## [Yang Harus Dikerjakan]
Menurut teks berita tentang dakwaan kasus dugaan penistaan agama, Suparji Ahmad merupakan ahli hukum pidana dari universitas mana?

## [Teks yang Diberikan]
···

JAKARTA – Ahli hukum pidana Universitas Al-Azhar Indonesia (UAI), DR Suparji Ahmad menilai dakwaan jaksa penuntut umum dalam kasus dugaan penistaan agama dengan terdakwa Gubernur DKI Jakarta nonaktif Basuki Tjahaja Purnama tidak memperdalam materi dakwaannya.
Materi dakwaan JPU seolah-olah mempertahankan penyidikan Polri, perbandingan hukum yang diajukan kuasa hukum antara dakwaan dengan eksepsi/pembelaan hingga contempt of court (penghinaan terhadap pengadilan).
“Contempt of Court karena menuding majelis hakim bersidang karena ada paksaan massa. Disamping menyoal gelar perkara kendati diyakini setiap sidang dimulai boleh diartikan telah selesai pula prosesi yang mengikutinya seperti terbukanya praperadilan,” ujar ketua Suparti, kepada wartawan di Jakarta, Selasa (13/12)
Dijelaskannya, Ahok dan kuasa hukumnya menyodori UU nomor 1 PNPS tahun 1965 yang di dalamnya terkait Pasal 156 dan 156 (a) tentang penistaan agama yang bisa dikompromikan . Tetapi hal itu bertentangan dengan pasal-pasal dalam KUHP yang mempertimbangkan tuntutan hukuman tertinggi jika ada akumulasi lebih dari satu pasal.
“Walau memang diperbolehkan seharusnya majelis hakim menjadi wasit ketika terlalu panjang eksepsi (keberatan), yang saat itu juga memang bukan waktunya karena seolah-olah jawaban dakwaan itu sudah dikondisikan bersama,” ujarnya.

···

Cuplikan dataset penunjukan:
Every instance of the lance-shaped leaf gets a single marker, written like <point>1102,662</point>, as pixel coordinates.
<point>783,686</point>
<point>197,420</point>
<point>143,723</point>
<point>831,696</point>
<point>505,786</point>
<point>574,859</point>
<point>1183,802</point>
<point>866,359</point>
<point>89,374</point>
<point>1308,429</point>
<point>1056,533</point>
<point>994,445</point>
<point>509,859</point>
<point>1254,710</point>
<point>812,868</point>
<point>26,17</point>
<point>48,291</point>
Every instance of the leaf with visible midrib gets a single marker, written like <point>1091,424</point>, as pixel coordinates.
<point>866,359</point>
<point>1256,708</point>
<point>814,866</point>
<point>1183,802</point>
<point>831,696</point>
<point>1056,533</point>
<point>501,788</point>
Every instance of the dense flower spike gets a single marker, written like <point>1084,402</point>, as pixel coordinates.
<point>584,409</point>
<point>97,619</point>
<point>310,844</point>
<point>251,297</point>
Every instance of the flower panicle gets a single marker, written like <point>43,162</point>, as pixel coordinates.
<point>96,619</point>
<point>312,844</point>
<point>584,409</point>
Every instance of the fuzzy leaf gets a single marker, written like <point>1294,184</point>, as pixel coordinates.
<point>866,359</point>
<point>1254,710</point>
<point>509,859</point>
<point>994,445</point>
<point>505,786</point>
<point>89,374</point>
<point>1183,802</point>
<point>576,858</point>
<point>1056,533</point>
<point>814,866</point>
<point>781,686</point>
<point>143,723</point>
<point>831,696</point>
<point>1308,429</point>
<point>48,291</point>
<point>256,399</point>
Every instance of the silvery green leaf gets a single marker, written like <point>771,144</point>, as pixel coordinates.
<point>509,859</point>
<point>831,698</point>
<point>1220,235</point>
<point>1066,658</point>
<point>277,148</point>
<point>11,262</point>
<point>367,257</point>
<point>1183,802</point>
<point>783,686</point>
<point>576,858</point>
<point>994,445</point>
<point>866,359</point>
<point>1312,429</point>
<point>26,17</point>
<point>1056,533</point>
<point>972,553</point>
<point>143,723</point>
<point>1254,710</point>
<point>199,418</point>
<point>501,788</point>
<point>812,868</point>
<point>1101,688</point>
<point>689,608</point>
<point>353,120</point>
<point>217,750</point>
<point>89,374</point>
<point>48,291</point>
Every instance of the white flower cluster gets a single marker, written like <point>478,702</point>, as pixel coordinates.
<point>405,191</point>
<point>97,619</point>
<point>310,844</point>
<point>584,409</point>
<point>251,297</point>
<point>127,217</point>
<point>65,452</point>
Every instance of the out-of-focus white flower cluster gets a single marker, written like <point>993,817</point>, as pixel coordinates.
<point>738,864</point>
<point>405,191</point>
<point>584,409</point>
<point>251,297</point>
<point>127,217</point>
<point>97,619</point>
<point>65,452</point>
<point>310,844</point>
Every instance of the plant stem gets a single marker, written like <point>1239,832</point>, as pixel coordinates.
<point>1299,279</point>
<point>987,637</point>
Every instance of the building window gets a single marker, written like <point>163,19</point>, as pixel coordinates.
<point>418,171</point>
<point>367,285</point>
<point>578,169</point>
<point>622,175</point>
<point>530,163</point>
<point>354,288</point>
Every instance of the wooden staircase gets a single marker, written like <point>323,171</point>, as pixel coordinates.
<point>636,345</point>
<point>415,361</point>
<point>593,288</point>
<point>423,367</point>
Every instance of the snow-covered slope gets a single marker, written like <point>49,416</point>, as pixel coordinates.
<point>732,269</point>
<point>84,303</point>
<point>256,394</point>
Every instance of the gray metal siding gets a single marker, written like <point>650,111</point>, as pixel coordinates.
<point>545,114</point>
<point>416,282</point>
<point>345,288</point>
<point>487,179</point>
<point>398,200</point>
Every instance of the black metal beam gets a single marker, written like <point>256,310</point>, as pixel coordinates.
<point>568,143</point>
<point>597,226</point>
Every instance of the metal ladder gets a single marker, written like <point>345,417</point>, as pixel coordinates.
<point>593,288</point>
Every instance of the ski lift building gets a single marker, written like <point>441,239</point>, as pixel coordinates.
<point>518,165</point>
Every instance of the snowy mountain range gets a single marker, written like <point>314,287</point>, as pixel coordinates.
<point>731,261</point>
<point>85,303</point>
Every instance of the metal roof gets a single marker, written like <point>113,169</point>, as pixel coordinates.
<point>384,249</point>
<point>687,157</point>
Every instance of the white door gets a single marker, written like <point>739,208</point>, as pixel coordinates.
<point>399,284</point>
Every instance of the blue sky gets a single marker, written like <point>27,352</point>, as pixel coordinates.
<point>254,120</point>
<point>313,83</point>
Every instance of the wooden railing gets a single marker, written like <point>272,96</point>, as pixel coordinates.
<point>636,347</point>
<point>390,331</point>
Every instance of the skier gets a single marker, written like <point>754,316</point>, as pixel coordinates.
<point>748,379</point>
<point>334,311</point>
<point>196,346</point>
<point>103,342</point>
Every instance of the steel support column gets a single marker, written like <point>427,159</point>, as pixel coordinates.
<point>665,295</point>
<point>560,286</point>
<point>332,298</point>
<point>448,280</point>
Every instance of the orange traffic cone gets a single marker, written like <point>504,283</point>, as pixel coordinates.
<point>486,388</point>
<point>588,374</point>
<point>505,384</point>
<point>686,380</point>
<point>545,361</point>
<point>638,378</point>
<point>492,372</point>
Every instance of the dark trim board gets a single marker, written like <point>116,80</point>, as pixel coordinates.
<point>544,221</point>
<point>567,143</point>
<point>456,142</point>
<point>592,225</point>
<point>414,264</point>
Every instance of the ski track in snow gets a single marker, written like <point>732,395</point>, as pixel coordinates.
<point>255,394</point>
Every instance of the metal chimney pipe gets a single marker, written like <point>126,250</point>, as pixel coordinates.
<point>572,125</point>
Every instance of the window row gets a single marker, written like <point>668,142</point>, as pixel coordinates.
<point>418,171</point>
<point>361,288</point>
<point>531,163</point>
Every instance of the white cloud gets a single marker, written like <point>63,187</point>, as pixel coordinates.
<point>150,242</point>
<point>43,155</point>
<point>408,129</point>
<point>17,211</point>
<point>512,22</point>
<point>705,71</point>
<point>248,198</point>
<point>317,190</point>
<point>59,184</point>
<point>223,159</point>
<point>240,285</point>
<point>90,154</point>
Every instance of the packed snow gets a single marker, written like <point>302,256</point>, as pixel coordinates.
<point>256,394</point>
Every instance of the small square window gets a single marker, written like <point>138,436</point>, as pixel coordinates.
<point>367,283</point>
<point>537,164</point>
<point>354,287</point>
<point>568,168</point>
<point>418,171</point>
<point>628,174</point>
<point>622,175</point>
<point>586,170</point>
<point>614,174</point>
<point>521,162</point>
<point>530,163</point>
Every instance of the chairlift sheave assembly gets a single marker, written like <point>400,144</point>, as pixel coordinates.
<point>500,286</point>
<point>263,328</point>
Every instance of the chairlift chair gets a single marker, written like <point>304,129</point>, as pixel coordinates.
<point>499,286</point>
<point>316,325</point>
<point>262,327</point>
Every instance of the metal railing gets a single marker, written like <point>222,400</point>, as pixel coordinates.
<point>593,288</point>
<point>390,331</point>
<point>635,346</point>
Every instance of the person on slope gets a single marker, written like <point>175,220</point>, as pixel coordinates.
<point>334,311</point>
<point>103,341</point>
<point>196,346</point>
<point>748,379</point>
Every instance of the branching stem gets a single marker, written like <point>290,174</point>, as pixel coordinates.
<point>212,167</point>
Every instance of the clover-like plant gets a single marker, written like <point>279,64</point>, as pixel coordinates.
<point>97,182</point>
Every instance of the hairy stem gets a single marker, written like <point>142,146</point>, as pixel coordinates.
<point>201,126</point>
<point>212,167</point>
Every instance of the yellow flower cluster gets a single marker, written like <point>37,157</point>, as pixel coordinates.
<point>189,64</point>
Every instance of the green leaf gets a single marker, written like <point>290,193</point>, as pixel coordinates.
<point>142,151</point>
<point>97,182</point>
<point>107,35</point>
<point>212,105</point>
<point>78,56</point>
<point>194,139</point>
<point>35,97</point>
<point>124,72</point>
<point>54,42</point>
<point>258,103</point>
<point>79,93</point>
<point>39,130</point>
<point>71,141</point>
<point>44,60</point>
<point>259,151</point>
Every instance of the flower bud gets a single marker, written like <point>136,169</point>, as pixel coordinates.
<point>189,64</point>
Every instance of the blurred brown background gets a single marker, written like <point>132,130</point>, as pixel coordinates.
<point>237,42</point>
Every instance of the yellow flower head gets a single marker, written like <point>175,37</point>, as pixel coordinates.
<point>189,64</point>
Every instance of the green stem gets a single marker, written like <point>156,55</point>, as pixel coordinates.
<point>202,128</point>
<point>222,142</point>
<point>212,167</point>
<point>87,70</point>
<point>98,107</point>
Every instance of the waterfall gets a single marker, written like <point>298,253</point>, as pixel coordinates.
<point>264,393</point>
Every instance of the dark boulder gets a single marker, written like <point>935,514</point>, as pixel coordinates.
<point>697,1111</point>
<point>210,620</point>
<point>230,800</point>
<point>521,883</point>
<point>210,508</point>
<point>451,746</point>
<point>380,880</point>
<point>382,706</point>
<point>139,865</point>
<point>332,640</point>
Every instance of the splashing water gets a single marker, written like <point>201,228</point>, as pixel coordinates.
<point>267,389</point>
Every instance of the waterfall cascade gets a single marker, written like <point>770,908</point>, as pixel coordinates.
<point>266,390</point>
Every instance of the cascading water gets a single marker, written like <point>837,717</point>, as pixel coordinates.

···

## [Jawaban Latihan]
Universitas Al-Azhar Indonesia (UAI).